# RECORD EXTRACTS start

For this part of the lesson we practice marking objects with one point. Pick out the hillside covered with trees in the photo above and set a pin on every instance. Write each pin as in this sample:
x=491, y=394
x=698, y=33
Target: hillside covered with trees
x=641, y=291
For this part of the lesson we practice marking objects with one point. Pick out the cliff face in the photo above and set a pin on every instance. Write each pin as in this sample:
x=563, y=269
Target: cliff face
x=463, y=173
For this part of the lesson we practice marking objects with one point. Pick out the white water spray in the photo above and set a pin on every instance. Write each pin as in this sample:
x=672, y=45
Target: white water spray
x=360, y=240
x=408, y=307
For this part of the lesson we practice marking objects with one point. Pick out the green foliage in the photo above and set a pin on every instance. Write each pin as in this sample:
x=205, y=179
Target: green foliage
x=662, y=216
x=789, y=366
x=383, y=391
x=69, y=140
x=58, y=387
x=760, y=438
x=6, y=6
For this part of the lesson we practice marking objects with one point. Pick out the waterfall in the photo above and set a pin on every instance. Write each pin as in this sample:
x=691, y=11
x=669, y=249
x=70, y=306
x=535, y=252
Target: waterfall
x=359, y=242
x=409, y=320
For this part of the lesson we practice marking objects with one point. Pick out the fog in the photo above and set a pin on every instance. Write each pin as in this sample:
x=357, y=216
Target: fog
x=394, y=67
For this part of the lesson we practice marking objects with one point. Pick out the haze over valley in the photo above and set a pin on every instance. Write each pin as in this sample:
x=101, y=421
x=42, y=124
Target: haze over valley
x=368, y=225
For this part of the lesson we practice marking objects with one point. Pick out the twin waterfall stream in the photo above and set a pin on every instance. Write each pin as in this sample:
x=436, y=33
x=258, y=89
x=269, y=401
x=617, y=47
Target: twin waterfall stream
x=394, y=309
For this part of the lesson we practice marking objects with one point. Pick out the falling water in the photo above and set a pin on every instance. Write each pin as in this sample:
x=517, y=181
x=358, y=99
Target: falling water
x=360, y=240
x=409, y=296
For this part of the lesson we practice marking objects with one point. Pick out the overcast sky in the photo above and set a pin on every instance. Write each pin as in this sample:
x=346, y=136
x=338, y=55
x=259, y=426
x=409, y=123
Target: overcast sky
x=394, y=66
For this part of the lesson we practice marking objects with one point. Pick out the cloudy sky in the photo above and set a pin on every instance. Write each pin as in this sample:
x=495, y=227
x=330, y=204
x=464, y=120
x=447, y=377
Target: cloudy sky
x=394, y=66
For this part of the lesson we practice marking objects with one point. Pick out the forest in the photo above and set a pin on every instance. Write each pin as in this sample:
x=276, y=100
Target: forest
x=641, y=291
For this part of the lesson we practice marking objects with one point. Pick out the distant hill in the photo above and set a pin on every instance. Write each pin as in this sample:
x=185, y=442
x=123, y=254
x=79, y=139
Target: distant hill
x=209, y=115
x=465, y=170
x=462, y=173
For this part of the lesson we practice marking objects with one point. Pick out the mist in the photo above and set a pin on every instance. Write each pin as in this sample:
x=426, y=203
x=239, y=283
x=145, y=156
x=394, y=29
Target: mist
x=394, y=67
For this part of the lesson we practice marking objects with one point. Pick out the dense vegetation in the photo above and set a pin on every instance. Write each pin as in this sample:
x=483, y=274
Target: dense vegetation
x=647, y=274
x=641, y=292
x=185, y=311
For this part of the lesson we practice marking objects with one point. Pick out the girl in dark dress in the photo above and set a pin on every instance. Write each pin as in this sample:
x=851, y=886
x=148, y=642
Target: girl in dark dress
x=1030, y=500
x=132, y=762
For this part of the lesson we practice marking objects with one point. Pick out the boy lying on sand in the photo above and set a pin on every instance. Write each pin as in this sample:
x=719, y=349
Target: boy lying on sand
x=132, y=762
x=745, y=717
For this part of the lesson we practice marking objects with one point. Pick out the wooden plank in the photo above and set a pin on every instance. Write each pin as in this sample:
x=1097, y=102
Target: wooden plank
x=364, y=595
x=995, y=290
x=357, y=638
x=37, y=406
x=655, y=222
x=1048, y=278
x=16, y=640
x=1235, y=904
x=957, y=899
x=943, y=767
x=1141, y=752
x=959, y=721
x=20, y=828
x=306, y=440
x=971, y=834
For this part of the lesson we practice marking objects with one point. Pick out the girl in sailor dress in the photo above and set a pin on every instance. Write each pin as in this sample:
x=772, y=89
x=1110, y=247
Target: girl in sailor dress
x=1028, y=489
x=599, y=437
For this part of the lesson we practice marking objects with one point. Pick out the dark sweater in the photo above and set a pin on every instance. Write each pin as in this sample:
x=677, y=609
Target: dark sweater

# RECORD EXTRACTS end

— WORK TO COMPLETE —
In the data above, copy word for word every line from the one that contains "out the white" through the one that contains "x=408, y=307", including both of those lines and nothing else.

— COMPLETE RESPONSE —
For this part of the lesson we practice marking objects with one point. Pick out the white water spray in the photo above and set a pin on every instance. Write each pin as in this sample:
x=672, y=45
Target: white water spray
x=360, y=240
x=408, y=307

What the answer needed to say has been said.